READING PASSAGE Start Marker
At first blush, the term “snakebots” conjures up images you might expect to encounter in a late-night movie. But while snakebots may be invading theaters, it’s medical operating theaters they’re moving into, in order to assist surgeons increase the accuracy of their procedures.
According to an article at ZDNet, “researchers at the Australian Centre for Robotic Vision, part of the Queensland University of Technology (QUT), have been working on the concepts of surgical snakebots since 2015, with the aim of creating more flexible instruments for robotic surgery.”
After observing numerous knee surgeries –largely arthroscopic surgeries, in which surgeons operate via fiberoptics through small holes drilled into the patient’s knee – the so-called “QUT Team” of researchers decided there was a need for flexible surgical tools that could go around corners rather than the standard inflexible tools surgeons had been using.
Enter, the snakebot. At first, it “was a single piece of hardware, formed of pieces of metal that would telescope inside each other and could be extended to form a curve. While the original bot fitted the curved-tool brief, it didn't offer curves that were tight enough for the extremely narrow confines of the knee or the ability to turn around corners, something needed for the tool to reach certain parts of the knee joint.”
Interestingly, while the original snakebots were essentially one-size-fits-all, developers are now using AI-driven calculations to customize snakebots to fit the dimensions of individual patients.
READING PASSAGE End Marker
PROVIDED MATERIAL Start Marker
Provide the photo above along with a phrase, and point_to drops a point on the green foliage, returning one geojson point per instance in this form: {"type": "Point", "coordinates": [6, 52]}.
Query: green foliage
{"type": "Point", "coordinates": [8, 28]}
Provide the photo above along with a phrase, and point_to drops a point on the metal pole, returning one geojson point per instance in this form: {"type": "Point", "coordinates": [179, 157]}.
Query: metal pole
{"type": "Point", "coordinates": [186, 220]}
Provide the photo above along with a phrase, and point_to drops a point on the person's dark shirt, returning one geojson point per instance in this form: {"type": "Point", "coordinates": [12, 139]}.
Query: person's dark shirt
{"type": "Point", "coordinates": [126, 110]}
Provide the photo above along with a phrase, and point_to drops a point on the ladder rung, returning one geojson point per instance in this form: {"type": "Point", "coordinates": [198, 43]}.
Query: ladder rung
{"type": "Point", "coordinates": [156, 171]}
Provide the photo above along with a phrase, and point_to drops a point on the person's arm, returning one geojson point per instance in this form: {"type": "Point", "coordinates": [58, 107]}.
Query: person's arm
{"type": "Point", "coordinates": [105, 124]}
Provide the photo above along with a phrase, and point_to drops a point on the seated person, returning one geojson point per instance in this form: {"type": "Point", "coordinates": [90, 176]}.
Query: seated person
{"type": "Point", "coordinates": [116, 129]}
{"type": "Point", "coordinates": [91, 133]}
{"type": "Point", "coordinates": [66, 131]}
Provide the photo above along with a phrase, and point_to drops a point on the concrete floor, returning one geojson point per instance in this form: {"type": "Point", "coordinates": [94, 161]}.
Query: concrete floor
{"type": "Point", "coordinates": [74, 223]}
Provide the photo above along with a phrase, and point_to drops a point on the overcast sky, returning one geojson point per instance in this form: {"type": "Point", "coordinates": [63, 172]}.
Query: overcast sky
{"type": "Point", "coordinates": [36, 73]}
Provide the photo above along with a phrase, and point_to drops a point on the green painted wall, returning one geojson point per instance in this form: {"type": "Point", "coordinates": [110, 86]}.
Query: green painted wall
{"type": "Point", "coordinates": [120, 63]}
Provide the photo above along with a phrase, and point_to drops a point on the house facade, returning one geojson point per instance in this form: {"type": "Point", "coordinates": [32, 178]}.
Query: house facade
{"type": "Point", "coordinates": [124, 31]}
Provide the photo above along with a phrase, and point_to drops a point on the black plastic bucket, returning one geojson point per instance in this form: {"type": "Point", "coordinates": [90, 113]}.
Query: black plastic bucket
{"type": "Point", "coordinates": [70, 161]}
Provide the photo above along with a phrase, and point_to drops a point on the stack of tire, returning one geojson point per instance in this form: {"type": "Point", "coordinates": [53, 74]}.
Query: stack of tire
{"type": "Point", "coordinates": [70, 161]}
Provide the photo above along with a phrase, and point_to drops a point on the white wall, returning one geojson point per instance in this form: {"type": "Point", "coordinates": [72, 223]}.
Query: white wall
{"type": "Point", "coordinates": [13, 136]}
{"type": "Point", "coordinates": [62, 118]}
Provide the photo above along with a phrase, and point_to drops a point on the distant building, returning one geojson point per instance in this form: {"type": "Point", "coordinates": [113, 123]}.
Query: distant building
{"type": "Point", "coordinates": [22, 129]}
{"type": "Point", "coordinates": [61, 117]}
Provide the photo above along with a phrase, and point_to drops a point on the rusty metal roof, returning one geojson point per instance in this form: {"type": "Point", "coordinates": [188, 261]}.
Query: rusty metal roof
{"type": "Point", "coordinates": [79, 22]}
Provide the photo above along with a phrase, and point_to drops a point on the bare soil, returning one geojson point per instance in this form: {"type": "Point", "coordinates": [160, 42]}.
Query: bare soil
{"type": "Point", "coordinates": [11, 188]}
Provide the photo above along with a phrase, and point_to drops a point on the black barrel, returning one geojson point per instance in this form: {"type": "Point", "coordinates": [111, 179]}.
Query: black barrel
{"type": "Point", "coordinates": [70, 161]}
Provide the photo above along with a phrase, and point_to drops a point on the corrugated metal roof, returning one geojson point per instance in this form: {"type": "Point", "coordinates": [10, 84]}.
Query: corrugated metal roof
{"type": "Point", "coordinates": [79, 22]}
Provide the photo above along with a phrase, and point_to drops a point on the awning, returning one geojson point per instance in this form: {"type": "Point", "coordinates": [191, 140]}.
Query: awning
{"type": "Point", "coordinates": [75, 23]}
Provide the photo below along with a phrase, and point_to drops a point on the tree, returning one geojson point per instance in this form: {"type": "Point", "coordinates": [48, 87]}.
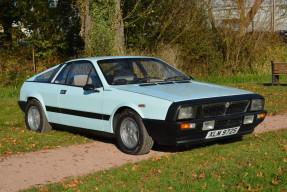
PROVIDED MATERIAL End Marker
**EXERCISE REQUIREMENTS**.
**A.** Decide whether each statement agrees with the passage about surgical snakebots: (i) researchers at the Australian Centre for Robotic Vision have worked on surgical snakebots since 2015; (ii) the original snakebot was built from several separate pieces of hardware; (iii) developers now customize snakebots to individual patients. For each, answer yes or no and quote the deciding words.
**B.** According to the passage about surgical snakebots, why did the original snakebot fall short for knee surgery even though it met the curved-tool brief? Answer in one to three sentences.
**C.** Continue the passage about surgical snakebots, picking up after its final sentence.

**ANSWERS FOR EACH ITEM**.
**A.**
(i) Yes: "have been working on the concepts of surgical snakebots since 2015"
(ii) No: "was a single piece of hardware"
(iii) Yes: "developers are now using AI-driven calculations to customize snakebots to fit the dimensions of individual patients"

**B.** Its curves were not tight enough for the extremely narrow confines of the knee. It also could not turn around corners, which the tool needed to do to reach certain parts of the knee joint.

**C.**
"People have made all sorts of snakebots before, of course, but this concept is about making a snakebot for every patient and for each of their operations,” chief investigator Jonathan Roberts told ZDNet. “It's a completely custom snakebot for that patient and the particular joint the surgery is being performed on.”
As the article describes the development process, “In order to create snakebots that work in the confines of each individual's anatomy, the QUT team generate tens of virtual versions of the snakebot and set evolutionary algorithms to work on them, in a survival-of-the-fittest contest designed to create the best available bot.”
Scans, measurements and trial versions based on the patient’s knee are worked through, and “once the winner is crowned, it is sent to be 3D printed, with the ultimate aim of being used in surgery. The snakebots are hollow, and the surgeon's tools and cameras can be threaded through the hole in the middle to reach the joint surfaces.”
And according to Roberts, snakebots won’t necessarily be limited to helping orthopedic surgeons.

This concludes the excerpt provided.